> **Data rows**
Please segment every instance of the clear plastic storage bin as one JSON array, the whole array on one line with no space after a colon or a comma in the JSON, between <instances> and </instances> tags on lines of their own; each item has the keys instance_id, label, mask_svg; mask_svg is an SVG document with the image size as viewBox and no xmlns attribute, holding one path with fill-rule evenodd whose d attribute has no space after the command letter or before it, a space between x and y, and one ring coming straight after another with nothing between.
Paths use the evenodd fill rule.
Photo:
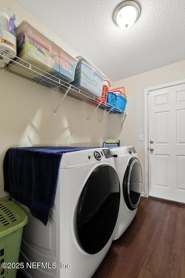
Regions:
<instances>
[{"instance_id":1,"label":"clear plastic storage bin","mask_svg":"<svg viewBox=\"0 0 185 278\"><path fill-rule=\"evenodd\" d=\"M64 81L73 81L78 62L76 58L26 21L22 21L17 27L17 38L18 57ZM16 72L15 67L10 67ZM28 73L23 71L21 74L29 77Z\"/></svg>"},{"instance_id":2,"label":"clear plastic storage bin","mask_svg":"<svg viewBox=\"0 0 185 278\"><path fill-rule=\"evenodd\" d=\"M28 217L21 208L11 201L0 200L1 278L16 277L23 227L27 222ZM10 268L3 268L3 263L10 263Z\"/></svg>"},{"instance_id":3,"label":"clear plastic storage bin","mask_svg":"<svg viewBox=\"0 0 185 278\"><path fill-rule=\"evenodd\" d=\"M78 62L74 81L71 84L90 94L100 97L105 75L84 57L79 56L76 58Z\"/></svg>"}]
</instances>

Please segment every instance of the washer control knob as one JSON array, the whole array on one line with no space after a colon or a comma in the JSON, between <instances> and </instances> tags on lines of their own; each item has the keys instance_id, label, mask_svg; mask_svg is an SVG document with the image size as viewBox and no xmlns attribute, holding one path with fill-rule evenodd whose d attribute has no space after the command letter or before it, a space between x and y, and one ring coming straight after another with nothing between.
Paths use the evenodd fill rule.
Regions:
<instances>
[{"instance_id":1,"label":"washer control knob","mask_svg":"<svg viewBox=\"0 0 185 278\"><path fill-rule=\"evenodd\" d=\"M94 153L94 155L95 156L95 157L97 160L99 161L100 160L101 160L101 155L98 151L95 151Z\"/></svg>"},{"instance_id":2,"label":"washer control knob","mask_svg":"<svg viewBox=\"0 0 185 278\"><path fill-rule=\"evenodd\" d=\"M132 149L130 148L127 148L127 150L128 151L129 153L130 154L131 154L132 153Z\"/></svg>"}]
</instances>

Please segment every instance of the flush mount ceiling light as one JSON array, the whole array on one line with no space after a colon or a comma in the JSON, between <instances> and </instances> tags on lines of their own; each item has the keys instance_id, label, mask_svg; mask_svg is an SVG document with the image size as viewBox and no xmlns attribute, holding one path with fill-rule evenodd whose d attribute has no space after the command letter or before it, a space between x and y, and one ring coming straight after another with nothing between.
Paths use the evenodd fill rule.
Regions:
<instances>
[{"instance_id":1,"label":"flush mount ceiling light","mask_svg":"<svg viewBox=\"0 0 185 278\"><path fill-rule=\"evenodd\" d=\"M119 5L114 11L114 22L122 29L128 29L137 20L140 14L138 3L133 0L125 1Z\"/></svg>"}]
</instances>

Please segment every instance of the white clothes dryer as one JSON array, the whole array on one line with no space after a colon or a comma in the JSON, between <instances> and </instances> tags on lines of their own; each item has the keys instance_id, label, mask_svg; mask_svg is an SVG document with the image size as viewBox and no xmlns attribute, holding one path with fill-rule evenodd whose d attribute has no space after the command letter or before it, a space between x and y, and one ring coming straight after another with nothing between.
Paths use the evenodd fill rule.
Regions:
<instances>
[{"instance_id":1,"label":"white clothes dryer","mask_svg":"<svg viewBox=\"0 0 185 278\"><path fill-rule=\"evenodd\" d=\"M120 185L120 202L114 232L113 240L124 233L134 219L137 210L142 187L142 170L133 146L111 149Z\"/></svg>"},{"instance_id":2,"label":"white clothes dryer","mask_svg":"<svg viewBox=\"0 0 185 278\"><path fill-rule=\"evenodd\" d=\"M29 217L20 257L26 277L91 278L112 242L120 200L119 179L110 149L64 153L46 226L14 201ZM44 264L30 268L33 262Z\"/></svg>"}]
</instances>

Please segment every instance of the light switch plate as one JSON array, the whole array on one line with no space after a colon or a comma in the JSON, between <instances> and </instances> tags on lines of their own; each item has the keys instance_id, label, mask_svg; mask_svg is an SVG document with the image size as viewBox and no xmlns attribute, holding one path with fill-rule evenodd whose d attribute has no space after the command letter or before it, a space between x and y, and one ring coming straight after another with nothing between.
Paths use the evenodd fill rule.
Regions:
<instances>
[{"instance_id":1,"label":"light switch plate","mask_svg":"<svg viewBox=\"0 0 185 278\"><path fill-rule=\"evenodd\" d=\"M139 141L143 141L143 134L139 134Z\"/></svg>"}]
</instances>

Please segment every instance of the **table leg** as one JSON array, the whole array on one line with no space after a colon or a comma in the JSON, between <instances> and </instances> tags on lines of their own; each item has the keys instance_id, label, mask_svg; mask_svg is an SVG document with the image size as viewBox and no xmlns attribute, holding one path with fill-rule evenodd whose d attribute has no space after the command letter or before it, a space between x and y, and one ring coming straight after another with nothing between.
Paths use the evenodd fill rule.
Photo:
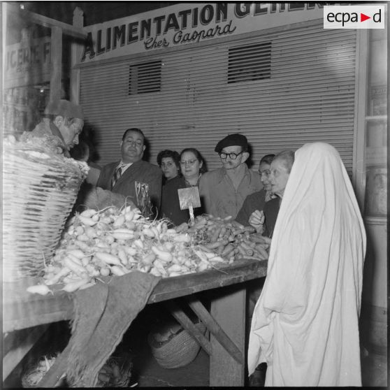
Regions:
<instances>
[{"instance_id":1,"label":"table leg","mask_svg":"<svg viewBox=\"0 0 390 390\"><path fill-rule=\"evenodd\" d=\"M220 289L211 301L211 315L245 356L245 286ZM210 334L210 386L243 386L245 365L238 363Z\"/></svg>"}]
</instances>

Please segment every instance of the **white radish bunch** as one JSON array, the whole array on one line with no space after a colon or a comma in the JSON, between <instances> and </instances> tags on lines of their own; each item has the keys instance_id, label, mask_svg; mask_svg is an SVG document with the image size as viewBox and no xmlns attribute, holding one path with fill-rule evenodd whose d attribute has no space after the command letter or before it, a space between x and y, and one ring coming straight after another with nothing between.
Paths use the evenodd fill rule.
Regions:
<instances>
[{"instance_id":1,"label":"white radish bunch","mask_svg":"<svg viewBox=\"0 0 390 390\"><path fill-rule=\"evenodd\" d=\"M163 277L201 272L224 259L205 253L186 232L168 229L165 220L145 218L136 208L87 209L66 224L54 257L45 268L38 294L64 284L71 292L93 286L101 277L134 270ZM34 290L34 289L32 289Z\"/></svg>"}]
</instances>

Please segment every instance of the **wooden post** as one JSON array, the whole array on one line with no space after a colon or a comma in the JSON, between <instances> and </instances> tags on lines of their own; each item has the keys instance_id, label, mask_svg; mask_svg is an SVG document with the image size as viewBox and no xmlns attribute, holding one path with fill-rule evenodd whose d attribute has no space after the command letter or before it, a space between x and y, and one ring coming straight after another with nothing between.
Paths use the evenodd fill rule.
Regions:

> **Work to complete**
All of the records above must be copied exactly, except for the pictures.

> **Output for this task**
Please segment every instance of the clear plastic storage bin as one JSON array, the whole array on one line with no space after a colon or a comma in the JSON, between <instances> and </instances> tags on lines of their own; each item has the keys instance_id, label, mask_svg; mask_svg is an SVG document with the image size as viewBox and no xmlns attribute, holding one path with fill-rule evenodd whose d attribute has no space after the command letter or before it, a space between x and y, and one ring coming straight after another with nothing between.
Paths use the evenodd fill rule.
Photo:
Regions:
<instances>
[{"instance_id":1,"label":"clear plastic storage bin","mask_svg":"<svg viewBox=\"0 0 185 278\"><path fill-rule=\"evenodd\" d=\"M64 81L73 81L78 62L76 58L26 21L22 21L17 27L17 38L18 57ZM16 72L15 67L10 67ZM28 73L23 71L21 74L29 77Z\"/></svg>"},{"instance_id":2,"label":"clear plastic storage bin","mask_svg":"<svg viewBox=\"0 0 185 278\"><path fill-rule=\"evenodd\" d=\"M28 217L21 208L11 201L0 200L1 278L16 277L23 227L27 222ZM10 268L3 268L3 263L10 263Z\"/></svg>"},{"instance_id":3,"label":"clear plastic storage bin","mask_svg":"<svg viewBox=\"0 0 185 278\"><path fill-rule=\"evenodd\" d=\"M78 62L74 81L71 84L90 94L100 97L105 75L84 57L79 56L76 58Z\"/></svg>"}]
</instances>

Please segment every instance of the washer control knob as one JSON array, the whole array on one line with no space after a colon or a comma in the JSON, between <instances> and </instances> tags on lines of their own; each item has the keys instance_id, label, mask_svg; mask_svg is an SVG document with the image size as viewBox and no xmlns attribute, holding one path with fill-rule evenodd whose d attribute has no space after the command letter or before it, a space between x and y, and one ring coming straight after another with nothing between.
Paths use the evenodd fill rule.
Regions:
<instances>
[{"instance_id":1,"label":"washer control knob","mask_svg":"<svg viewBox=\"0 0 185 278\"><path fill-rule=\"evenodd\" d=\"M94 153L94 155L95 156L95 157L97 160L99 161L100 160L101 160L101 155L98 151L95 151Z\"/></svg>"},{"instance_id":2,"label":"washer control knob","mask_svg":"<svg viewBox=\"0 0 185 278\"><path fill-rule=\"evenodd\" d=\"M132 149L130 148L127 148L127 150L128 151L129 153L130 154L131 154L132 153Z\"/></svg>"}]
</instances>

Please segment every instance of the flush mount ceiling light as one JSON array, the whole array on one line with no space after a colon or a comma in the JSON, between <instances> and </instances> tags on lines of their own; each item has the keys instance_id, label, mask_svg; mask_svg is an SVG document with the image size as viewBox and no xmlns attribute, holding one path with fill-rule evenodd whose d attribute has no space after the command letter or before it, a space between x and y, and one ring coming straight after another with nothing between.
Paths use the evenodd fill rule.
Regions:
<instances>
[{"instance_id":1,"label":"flush mount ceiling light","mask_svg":"<svg viewBox=\"0 0 185 278\"><path fill-rule=\"evenodd\" d=\"M119 5L114 11L114 22L122 29L128 29L137 20L140 14L138 3L133 0L125 1Z\"/></svg>"}]
</instances>

Please segment every instance of the white clothes dryer as one JSON array, the whole array on one line with no space after a colon or a comma in the JSON, between <instances> and </instances> tags on lines of their own; each item has the keys instance_id, label, mask_svg; mask_svg is an SVG document with the image size as viewBox and no xmlns attribute, holding one path with fill-rule evenodd whose d attribute has no space after the command letter or before it, a space between x and y, and one ring coming straight after another with nothing between.
Paths use the evenodd fill rule.
Regions:
<instances>
[{"instance_id":1,"label":"white clothes dryer","mask_svg":"<svg viewBox=\"0 0 185 278\"><path fill-rule=\"evenodd\" d=\"M120 185L120 202L114 232L113 240L124 233L134 219L137 210L142 187L142 170L133 146L111 149Z\"/></svg>"},{"instance_id":2,"label":"white clothes dryer","mask_svg":"<svg viewBox=\"0 0 185 278\"><path fill-rule=\"evenodd\" d=\"M29 217L20 257L26 277L91 278L112 242L120 200L119 179L110 149L64 153L46 226L14 201ZM44 264L30 268L33 262Z\"/></svg>"}]
</instances>

Please segment every instance of the light switch plate as one JSON array, the whole array on one line with no space after a colon or a comma in the JSON, between <instances> and </instances> tags on lines of their own; each item has the keys instance_id, label, mask_svg; mask_svg is an SVG document with the image size as viewBox and no xmlns attribute, holding one path with fill-rule evenodd whose d attribute has no space after the command letter or before it, a space between x and y, and one ring coming straight after another with nothing between.
Paths use the evenodd fill rule.
Regions:
<instances>
[{"instance_id":1,"label":"light switch plate","mask_svg":"<svg viewBox=\"0 0 185 278\"><path fill-rule=\"evenodd\" d=\"M139 141L143 141L143 134L139 134Z\"/></svg>"}]
</instances>

Please segment every instance of the **table leg** as one JSON array, the whole array on one line with no space after a colon or a comma in the JSON, between <instances> and </instances> tags on lines of their own; each item has the keys instance_id, label, mask_svg; mask_svg is an SVG document with the image size as viewBox and no xmlns attribute, holding one path with fill-rule evenodd whose d attribute has no space after the command letter or before it, a space between x and y, and one ring coming straight after another with nothing between.
Paths use the evenodd fill rule.
Photo:
Regions:
<instances>
[{"instance_id":1,"label":"table leg","mask_svg":"<svg viewBox=\"0 0 390 390\"><path fill-rule=\"evenodd\" d=\"M220 289L211 301L211 315L245 356L245 286ZM210 334L210 386L243 386L245 365L238 363Z\"/></svg>"}]
</instances>

Please segment every instance of the **white radish bunch** as one JSON array, the whole array on one line with no space after a colon or a comma in the JSON, between <instances> and </instances> tags on lines of their own; each item has the keys instance_id, label, mask_svg; mask_svg is an SVG document with the image size as viewBox and no xmlns attribute, holding one path with fill-rule evenodd whose d attribute has no space after the command letter or before it, a space between x and y, and one ring coming straight after another with nothing between.
Paths use the evenodd fill rule.
Regions:
<instances>
[{"instance_id":1,"label":"white radish bunch","mask_svg":"<svg viewBox=\"0 0 390 390\"><path fill-rule=\"evenodd\" d=\"M163 277L201 272L224 259L205 253L186 232L168 229L165 220L145 218L136 208L87 209L66 224L54 257L45 268L38 294L64 284L71 292L93 286L101 277L134 270ZM34 290L34 289L32 289Z\"/></svg>"}]
</instances>

Please segment every instance of the **wooden post** as one JSON array, the whole array on one line with no space after a colon or a comma in the JSON, between <instances> and </instances> tags on lines of their own; each item has the keys instance_id, label, mask_svg; mask_svg is an SVG document with the image size as viewBox and no xmlns attribute, holding one path with fill-rule evenodd whose d attribute has no space after the command letter or before it, a space between x and y, and one ring coming straight after another with nothing between.
Paths use the evenodd fill rule.
Regions:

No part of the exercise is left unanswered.